• EXERCISES
[1] List every institution that the text on Jane Austen's fiction manuscripts names as holding or housing one of the manuscripts.
[2] In the records, retype the lines starting with the line containing "Wanted → white line marking on pavement" and going on through the line containing "[459,491,522,499]".

• EXCERPT PROVIDED
** START **

Jane Austen’s fiction manuscripts are the first significant body of holograph evidence surviving for any British novelist. They represent every stage of her writing career and a variety of physical states: working drafts, fair copies, and handwritten publications for private circulation. The manuscripts were held in a single collection until 1845, when at her sister Cassandra’s death they were dispersed among family members, with a second major dispersal, to public institutions and private collections, in the 1920s.1 Digitization enables their virtual reunification and will provide scholars with the first opportunity to make simultaneous ocular comparison of their different physical and conceptual states; it will facilitate intimate and systematic study of Austen’s working practices across her career, a remarkably neglected area of scholarship within the huge, world-wide Austen critical industry.

Many of the Austen manuscripts are frail; open and sustained access has long been impossible for conservation and location reasons. Digitization at this stage in their lives not only offers the opportunity for the virtual reunification of a key manuscript resource, it will also be accompanied by a record in as complete a form as possible of the conservation history and current material state of these manuscripts to assist their future conservation.

The digital edition will include in the first instance all Jane Austen’s known fiction manuscripts and any ancillary materials held with them, as follows:

Volume the First
Bodleian Library, Oxford
Volume the Second
British Library, London
Volume the Third
British Library, London
Lady Susan
Pierpont Morgan Library, New York
The Watsons
Pierpont Morgan Library, New York
The Watsons
in private ownership; on deposit at Queen Mary, University of London
Notes
‘Plan of a Novel’ + 2 holograph notes (Pierpont Morgan Library, New York)

** END **

• DATA RECORDS
** START **

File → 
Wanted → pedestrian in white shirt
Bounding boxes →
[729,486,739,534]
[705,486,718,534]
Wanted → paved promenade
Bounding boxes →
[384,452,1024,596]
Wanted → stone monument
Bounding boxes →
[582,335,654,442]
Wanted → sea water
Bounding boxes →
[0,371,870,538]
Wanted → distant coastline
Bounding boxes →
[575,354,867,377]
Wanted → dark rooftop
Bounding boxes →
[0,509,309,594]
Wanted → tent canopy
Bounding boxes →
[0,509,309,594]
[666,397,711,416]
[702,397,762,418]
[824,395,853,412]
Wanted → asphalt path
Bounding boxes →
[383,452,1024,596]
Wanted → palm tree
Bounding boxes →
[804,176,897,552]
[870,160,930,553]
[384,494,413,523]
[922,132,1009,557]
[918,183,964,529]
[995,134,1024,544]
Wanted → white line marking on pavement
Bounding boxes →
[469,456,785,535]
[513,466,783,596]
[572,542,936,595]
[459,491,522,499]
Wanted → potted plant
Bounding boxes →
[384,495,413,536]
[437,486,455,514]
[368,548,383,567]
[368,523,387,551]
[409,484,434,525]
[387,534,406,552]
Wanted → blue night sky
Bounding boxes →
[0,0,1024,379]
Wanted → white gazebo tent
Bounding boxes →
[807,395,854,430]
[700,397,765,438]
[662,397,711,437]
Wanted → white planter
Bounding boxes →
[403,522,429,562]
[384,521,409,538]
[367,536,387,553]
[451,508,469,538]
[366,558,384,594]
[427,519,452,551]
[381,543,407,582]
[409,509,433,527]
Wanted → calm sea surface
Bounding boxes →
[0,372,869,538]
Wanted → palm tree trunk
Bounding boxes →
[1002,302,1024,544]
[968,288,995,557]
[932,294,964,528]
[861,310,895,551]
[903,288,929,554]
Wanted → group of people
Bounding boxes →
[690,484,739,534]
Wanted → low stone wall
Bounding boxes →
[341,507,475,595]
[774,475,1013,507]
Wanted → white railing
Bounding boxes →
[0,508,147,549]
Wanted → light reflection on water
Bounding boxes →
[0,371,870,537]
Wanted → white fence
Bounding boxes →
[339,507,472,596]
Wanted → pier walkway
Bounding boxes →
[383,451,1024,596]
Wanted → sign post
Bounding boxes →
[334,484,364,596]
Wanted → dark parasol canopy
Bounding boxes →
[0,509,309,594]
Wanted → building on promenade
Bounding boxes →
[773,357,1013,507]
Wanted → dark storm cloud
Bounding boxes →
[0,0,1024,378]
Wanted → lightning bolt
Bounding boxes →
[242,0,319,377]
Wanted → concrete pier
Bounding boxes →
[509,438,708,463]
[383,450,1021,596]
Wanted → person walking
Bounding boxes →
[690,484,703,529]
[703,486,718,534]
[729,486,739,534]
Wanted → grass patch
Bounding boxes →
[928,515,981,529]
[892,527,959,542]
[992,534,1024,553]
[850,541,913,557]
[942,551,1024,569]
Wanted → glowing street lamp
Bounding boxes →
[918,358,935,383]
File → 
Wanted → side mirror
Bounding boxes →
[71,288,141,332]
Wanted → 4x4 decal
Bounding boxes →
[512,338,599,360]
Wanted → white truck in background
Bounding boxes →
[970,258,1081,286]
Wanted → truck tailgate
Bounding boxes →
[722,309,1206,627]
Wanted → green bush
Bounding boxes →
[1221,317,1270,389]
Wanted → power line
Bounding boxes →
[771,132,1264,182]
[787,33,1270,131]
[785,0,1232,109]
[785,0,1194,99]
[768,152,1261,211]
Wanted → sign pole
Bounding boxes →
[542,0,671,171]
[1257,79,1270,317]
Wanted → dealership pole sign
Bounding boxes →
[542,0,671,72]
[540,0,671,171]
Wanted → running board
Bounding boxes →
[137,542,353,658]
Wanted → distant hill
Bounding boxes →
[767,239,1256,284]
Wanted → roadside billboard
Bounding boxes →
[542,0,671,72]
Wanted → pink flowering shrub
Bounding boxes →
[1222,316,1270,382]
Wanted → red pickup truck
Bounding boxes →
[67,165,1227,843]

** END **

• ANSWERS TO THE TASKS
[1]
Bodleian Library, Oxford
British Library, London
Pierpont Morgan Library, New York
Queen Mary, University of London

[2]
Wanted → white line marking on pavement
Bounding boxes →
[469,456,785,535]
[513,466,783,596]
[572,542,936,595]
[459,491,522,499]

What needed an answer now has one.